**Excerpt provided:**
One of the greatest lessons I have learned since Christopher was born is perspective. I sincerely try to write and share pieces of our life simply for a bit of insight. I want people to know what our life is like raising a child with significant needs. My ultimate hope is to share our family’s struggles and triumphs in a graceful way. I never want to come across as complaining or that I’m sharing for sympathy. Believe me, your sympathy is the last thing I want.
My hope is that I come across as grateful, trying to share the silver lining where I can. Yes, there will be days when the silver lining is extremely hard for me to see. And I have my days where grief takes over. I could make a list of things to be angry about but I’m not going to. I can’t change our life, the only thing I can do is live the best way I know how.
Three years ago my dad passed away from anaphylactic shock from a bee sting, Christopher was diagnosed with congenital disorder of glycosylation, and my uncle took his life tragically all within six months. Life was hard. Days were difficult. I shed more than my fair share of tears.
Instead of asking why me I started asking why not me? Because you know what? Tragedy is everywhere. Your neighbor. Your child’s teacher. You. Every one of us has a level of tragedy in our lives and instead of asking why me we should all be saying “why not me.” None of us is more important than the next. None of us is more equipped to handle loss and sadness more than the other. But many of us don’t take the time to recognize other people’s sadness or tragedy.
I was not prepared for a phone call on a Friday at work saying my father had passed away suddenly. A father who hadn’t returned my call when I called on Monday, and I will forever wish he had.
I was not prepared for a call from my child’s neurologist an hour after a brain MRI saying “how much do you want to know?” And when she told me not to google the words she just said I knew when I did finally google I would be scared out of my mind.
I was not prepared for a call from my mom in the early morning to tell me the tragic news that my uncle took his own life. And as much as I wanted to know details and the whys and how, I actually really didn’t.
Not one person is prepared for any of that.
Thinking about each of those scenarios I can’t help but think further and as much as I wasn’t prepared….no one else was either.
My mom had to call me to tell me my father passed away. Can you imagine the strength it took to say those words?
Our neurologist called me the day after his MRI saying how terrible she felt about herself that she delivered our son’s news over the phone. I reminded her that I specifically asked her to tell me all she could over the phone. Can you imagine how many of those heart wrenching calls she has to make?
Again, my mom had to deliver the tragic news of my uncle to me when I was still grieving the loss of my father and the sadness swirling around the diagnosis of Christopher. Not an easy call to make to say the least.
I think that I have been given a great gift. The gift of perspective. I will forever be grateful that one of the many lessons Christopher has taught me, perspective is one of the greatest. Because of him, I will cherish our life. I will be kind. I will forgive. I won’t, and don’t, sweat the small stuff. I will live with abandon. I will do my very best to always find a glimmer of hope, even if it’s just a tiny sparkle. And I hope that when you read one of my blogs you do too.

**Photo-based referring expression records:**
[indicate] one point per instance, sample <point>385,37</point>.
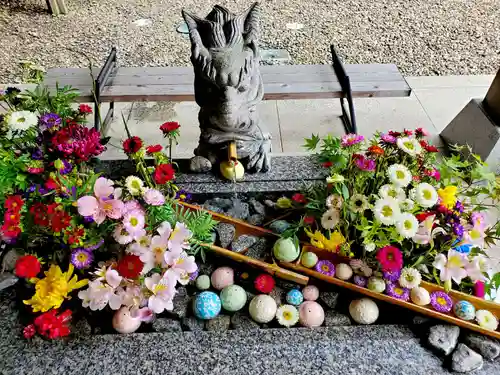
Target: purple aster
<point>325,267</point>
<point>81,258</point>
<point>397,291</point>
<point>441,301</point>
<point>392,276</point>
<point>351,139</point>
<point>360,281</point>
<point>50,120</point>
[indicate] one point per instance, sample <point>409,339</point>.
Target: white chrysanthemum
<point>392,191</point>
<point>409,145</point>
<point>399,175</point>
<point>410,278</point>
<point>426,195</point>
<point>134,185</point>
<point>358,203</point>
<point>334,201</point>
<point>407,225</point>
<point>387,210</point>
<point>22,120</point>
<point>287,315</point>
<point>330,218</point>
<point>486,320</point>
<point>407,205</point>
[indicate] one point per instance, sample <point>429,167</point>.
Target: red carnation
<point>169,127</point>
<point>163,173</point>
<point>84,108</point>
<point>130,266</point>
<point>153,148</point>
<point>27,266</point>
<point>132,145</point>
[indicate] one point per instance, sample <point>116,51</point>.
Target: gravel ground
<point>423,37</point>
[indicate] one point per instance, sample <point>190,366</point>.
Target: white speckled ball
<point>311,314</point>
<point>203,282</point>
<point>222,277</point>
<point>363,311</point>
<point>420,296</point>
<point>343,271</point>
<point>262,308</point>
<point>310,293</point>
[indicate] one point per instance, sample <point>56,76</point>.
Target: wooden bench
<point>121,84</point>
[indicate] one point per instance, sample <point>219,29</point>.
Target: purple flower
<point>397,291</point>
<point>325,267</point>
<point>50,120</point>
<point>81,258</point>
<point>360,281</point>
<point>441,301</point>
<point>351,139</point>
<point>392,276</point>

**Work order 1:**
Please answer these questions from the post:
(a) What caused the death of the writer's dad?
(b) What was Christopher diagnosed with?
(c) When did the neurologist call the writer to say how terrible she felt?
**Work order 2:** Copy the post from "Three years ago" up to and including "sadness or tragedy.", renaming "neighbor" to "coworker".
The records are separate material and are not part of the post.

**Expected answer 1:**
(a) Anaphylactic shock from a bee sting.
(b) Congenital disorder of glycosylation.
(c) The day after his MRI.

**Expected answer 2:**
Three years ago my dad passed away from anaphylactic shock from a bee sting, Christopher was diagnosed with congenital disorder of glycosylation, and my uncle took his life tragically all within six months. Life was hard. Days were difficult. I shed more than my fair share of tears.
Instead of asking why me I started asking why not me? Because you know what? Tragedy is everywhere. Your coworker. Your child’s teacher. You. Every one of us has a level of tragedy in our lives and instead of asking why me we should all be saying “why not me.” None of us is more important than the next. None of us is more equipped to handle loss and sadness more than the other. But many of us don’t take the time to recognize other people’s sadness or tragedy.